Data extracts.
BEGIN

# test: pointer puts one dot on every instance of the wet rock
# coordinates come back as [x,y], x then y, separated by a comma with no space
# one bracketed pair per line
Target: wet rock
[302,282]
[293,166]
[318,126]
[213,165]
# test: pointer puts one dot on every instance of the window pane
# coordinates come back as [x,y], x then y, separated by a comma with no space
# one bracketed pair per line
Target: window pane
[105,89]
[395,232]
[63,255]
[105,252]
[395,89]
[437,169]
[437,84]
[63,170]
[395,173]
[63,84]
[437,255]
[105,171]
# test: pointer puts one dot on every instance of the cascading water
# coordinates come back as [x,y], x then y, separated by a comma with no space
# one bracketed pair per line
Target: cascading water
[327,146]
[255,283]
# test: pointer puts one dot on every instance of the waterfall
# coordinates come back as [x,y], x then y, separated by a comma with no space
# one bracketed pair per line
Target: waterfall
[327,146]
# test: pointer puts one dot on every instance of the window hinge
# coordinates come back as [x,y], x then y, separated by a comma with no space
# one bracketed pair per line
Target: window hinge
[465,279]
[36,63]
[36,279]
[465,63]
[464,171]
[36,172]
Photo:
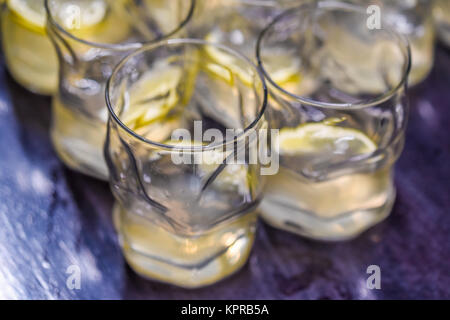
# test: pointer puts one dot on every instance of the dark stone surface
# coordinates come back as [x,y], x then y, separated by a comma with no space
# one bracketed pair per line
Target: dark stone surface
[51,218]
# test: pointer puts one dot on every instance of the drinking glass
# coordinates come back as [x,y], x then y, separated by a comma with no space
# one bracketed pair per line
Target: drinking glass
[29,54]
[191,222]
[414,19]
[91,37]
[342,117]
[441,13]
[235,23]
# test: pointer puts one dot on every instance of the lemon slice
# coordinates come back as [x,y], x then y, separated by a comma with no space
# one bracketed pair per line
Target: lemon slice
[320,137]
[31,12]
[153,96]
[282,66]
[227,65]
[70,14]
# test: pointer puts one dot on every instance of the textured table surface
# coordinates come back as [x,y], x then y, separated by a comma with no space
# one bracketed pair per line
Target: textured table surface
[51,218]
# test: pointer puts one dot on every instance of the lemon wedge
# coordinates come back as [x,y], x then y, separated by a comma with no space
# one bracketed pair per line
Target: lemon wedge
[71,14]
[153,96]
[282,66]
[320,137]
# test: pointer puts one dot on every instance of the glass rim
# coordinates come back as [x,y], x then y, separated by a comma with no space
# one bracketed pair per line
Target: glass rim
[118,46]
[251,127]
[325,4]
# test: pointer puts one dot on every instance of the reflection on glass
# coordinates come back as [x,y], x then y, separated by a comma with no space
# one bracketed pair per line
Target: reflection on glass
[341,116]
[91,37]
[189,223]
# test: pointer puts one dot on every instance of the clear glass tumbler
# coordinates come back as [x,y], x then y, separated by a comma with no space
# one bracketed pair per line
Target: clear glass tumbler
[91,37]
[29,54]
[441,12]
[235,23]
[342,119]
[190,221]
[414,19]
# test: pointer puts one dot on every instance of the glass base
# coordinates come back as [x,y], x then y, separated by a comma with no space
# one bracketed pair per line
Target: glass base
[184,261]
[307,224]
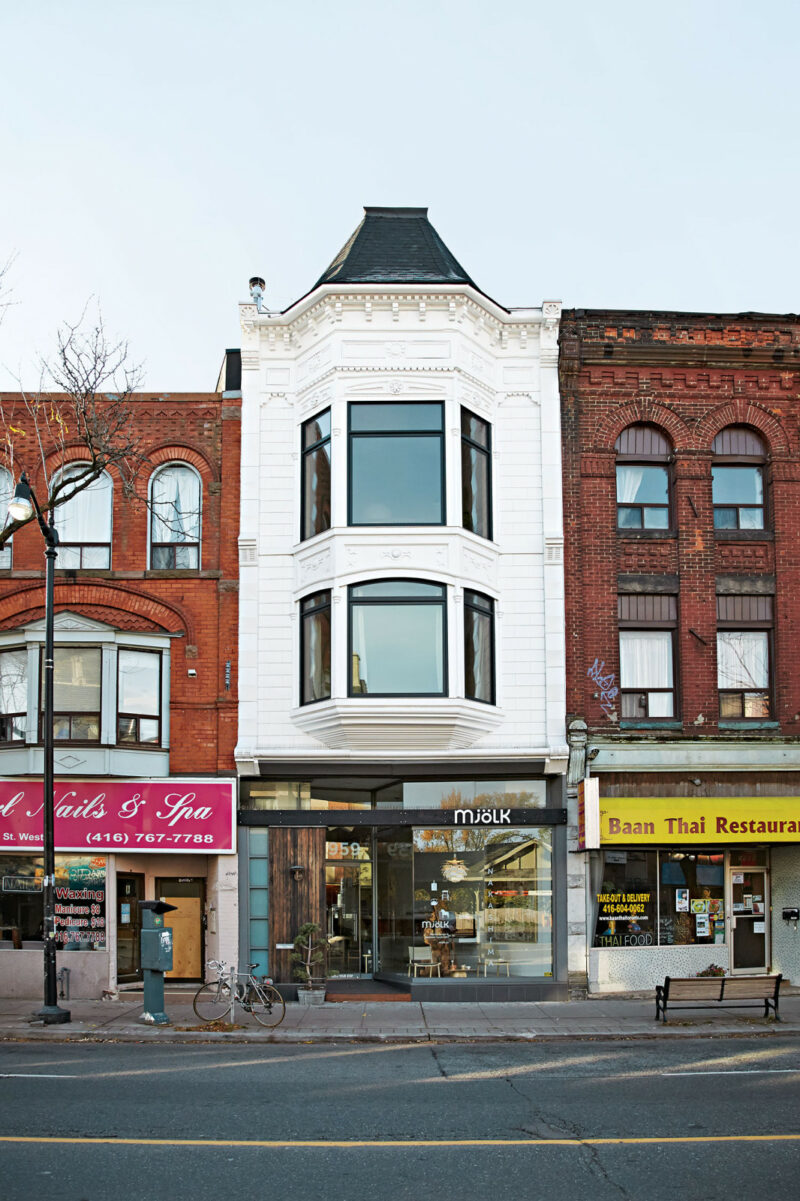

END

What you are asked to do. Only one stretch of the data above is needed. Restate it word for word, from the line containing "the lemon wedge" through the line containing "the reflection on glass", both ends included.

Solution to this exercise.
# test: pointer puts one dot on every instance of the lemon wedge
# coordinates come back as [x,y], x then y, separated by a comma with no space
# one bracketed pair per line
Target: lemon wedge
[71,14]
[153,96]
[282,66]
[320,137]
# test: pointer puts one dot on every instance of the glass rim
# coordinates come back as [x,y], x then y, separated by a comma with no space
# one bracketed pair per line
Target: glass rim
[118,46]
[251,127]
[325,4]
# test: pointer puts one dot on every instance of the reflection on glass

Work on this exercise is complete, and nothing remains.